● **WHAT IS NEEDED**: Transcribe this listing exactly; omit the pictures.

● **SUPPLIED INFORMATION**:
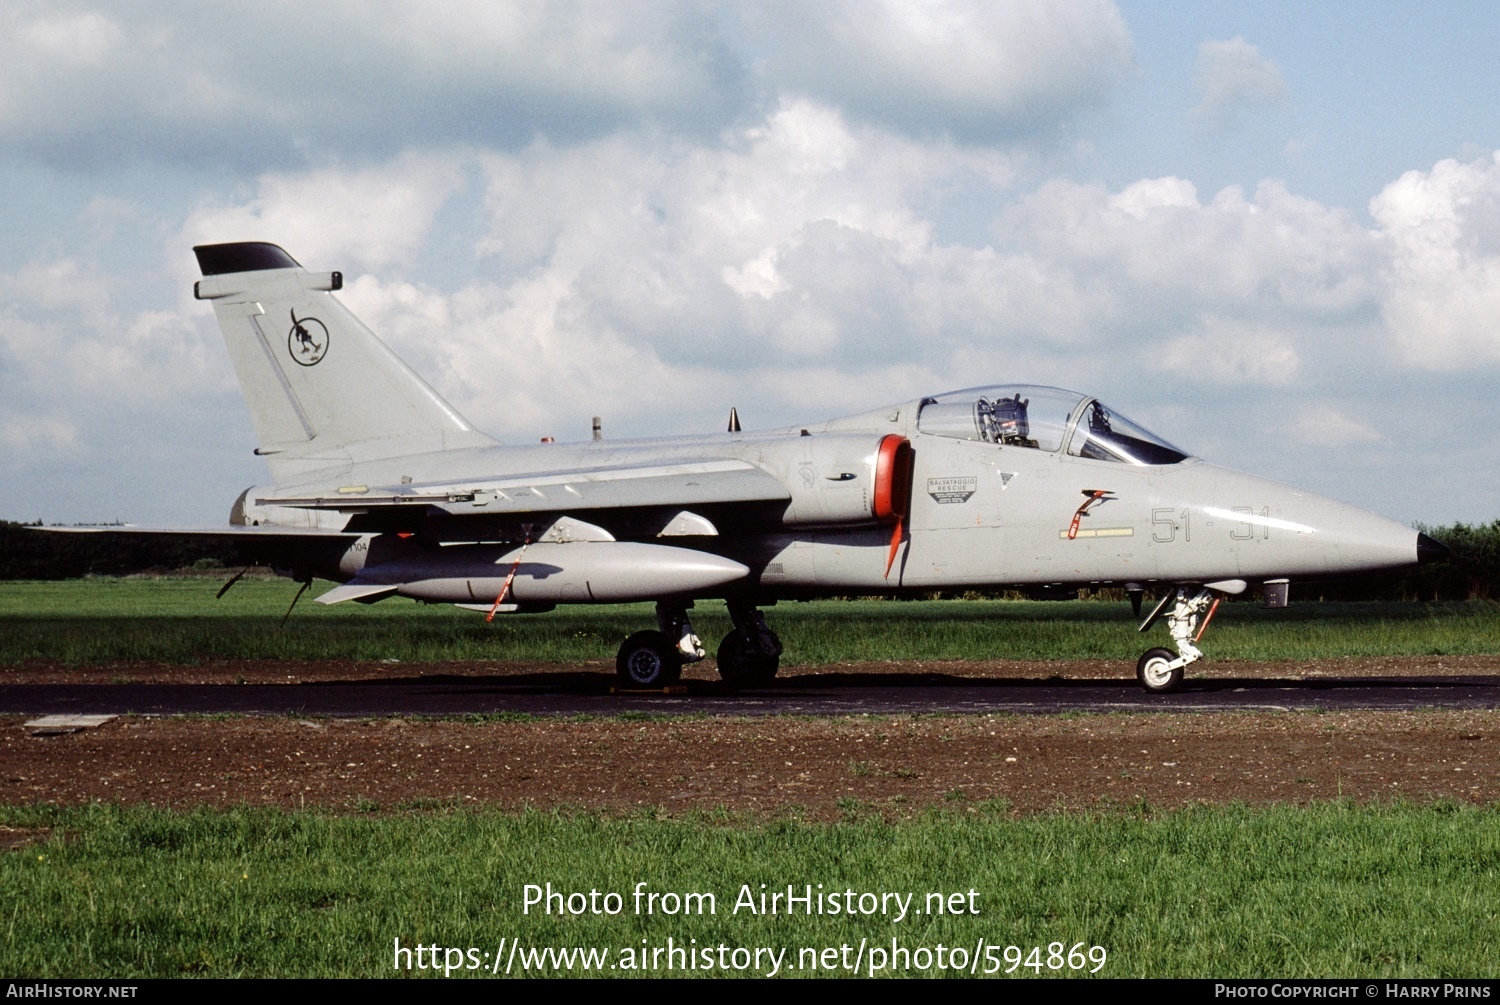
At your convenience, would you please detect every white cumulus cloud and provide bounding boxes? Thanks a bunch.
[179,152,469,275]
[1371,153,1500,368]
[1294,404,1383,447]
[0,0,749,169]
[754,0,1133,140]
[1193,37,1288,127]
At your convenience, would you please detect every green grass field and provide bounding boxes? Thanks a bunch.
[2,578,1497,664]
[5,802,1499,978]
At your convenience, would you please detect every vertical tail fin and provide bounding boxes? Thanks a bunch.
[193,242,495,481]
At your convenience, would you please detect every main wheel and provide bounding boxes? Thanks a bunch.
[716,632,779,686]
[616,630,683,687]
[1136,647,1183,694]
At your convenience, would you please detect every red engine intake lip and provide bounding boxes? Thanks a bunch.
[872,434,913,523]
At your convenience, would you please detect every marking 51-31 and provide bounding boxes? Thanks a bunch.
[1154,506,1271,543]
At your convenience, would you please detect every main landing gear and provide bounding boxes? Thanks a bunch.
[614,600,783,689]
[615,602,706,687]
[1135,586,1221,694]
[715,600,783,686]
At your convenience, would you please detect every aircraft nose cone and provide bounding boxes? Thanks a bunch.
[1417,532,1450,565]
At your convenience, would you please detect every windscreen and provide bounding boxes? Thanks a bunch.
[1066,400,1188,465]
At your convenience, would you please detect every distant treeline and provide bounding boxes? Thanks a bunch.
[0,520,239,579]
[2,518,1498,600]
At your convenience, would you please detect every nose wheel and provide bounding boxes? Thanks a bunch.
[1136,647,1183,694]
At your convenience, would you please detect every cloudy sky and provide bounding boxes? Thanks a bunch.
[4,1,1499,527]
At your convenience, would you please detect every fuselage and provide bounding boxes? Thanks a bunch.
[234,385,1426,606]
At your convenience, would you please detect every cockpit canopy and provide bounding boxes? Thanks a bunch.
[916,385,1189,465]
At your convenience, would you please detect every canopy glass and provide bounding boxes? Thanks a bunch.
[916,385,1189,465]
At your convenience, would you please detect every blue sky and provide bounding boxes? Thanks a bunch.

● **WRITTEN RESPONSE**:
At your convenience, would you please detect every white cumulus cloud and provide bounding boxes? Thanks a bunch.
[179,152,469,275]
[1371,153,1500,368]
[1294,404,1383,447]
[0,0,749,169]
[754,0,1133,140]
[1193,37,1288,127]
At your convenience, would you please detect every green grass field and provide bounding boxes? Thanks a bunch.
[2,578,1497,664]
[5,802,1499,978]
At your convenience, would you please detect every vertical tail fin and provide bounding boxes? Thanks a bunch.
[193,242,495,481]
At your convenience, would you please detect every main wheel and provide bounding boxes? Thanks a bunch.
[716,632,779,686]
[616,630,683,687]
[1136,647,1183,694]
At your convenience, would you please detect every red engine intake lip and provide bounding boxes? Thanks a bunch.
[872,434,913,523]
At your convenience, would you please detect every marking 51-31 and provide bounding boxes? Thanks a bunch.
[1154,506,1271,543]
At your convenience, would you please detect every main landing gear and provide bounding boxes? Thanks a bunch.
[614,600,783,689]
[615,602,706,687]
[1135,586,1221,694]
[715,600,783,686]
At your convenience, would you please detect every aircraft nose cone and provide bounding boxes? Thanks a bunch.
[1417,532,1450,565]
At your convenience, would you please detect every windscreen and provide bounding boxes? Thanks a bunch.
[1066,400,1188,465]
At your convenience, would you please detect every distant treeline and provide bounding boxes? Thanks a bunch.
[0,520,239,579]
[2,518,1498,600]
At your convenience, would you please detect every nose wheel and provide bounding boxes? Thanks a bunch.
[1136,647,1183,694]
At your convenience, would you please detect every cloudy sky and provide bounding boxes? Thanks a bunch.
[4,1,1499,527]
At your convenience, would you please detect every fuselage and provide bounding boxes? Thanks a bunch.
[234,385,1426,606]
At your convenience, would you please detect every cockpit canopy and provide bounding boxes? Thanks a bunch.
[916,385,1189,465]
At your convenience, would you please detect every canopy glass and provide bounding boxes? Thanks a bunch.
[916,385,1189,465]
At your convenience, would you please detect every blue sky and provide bounding boxes? Thanks a bunch.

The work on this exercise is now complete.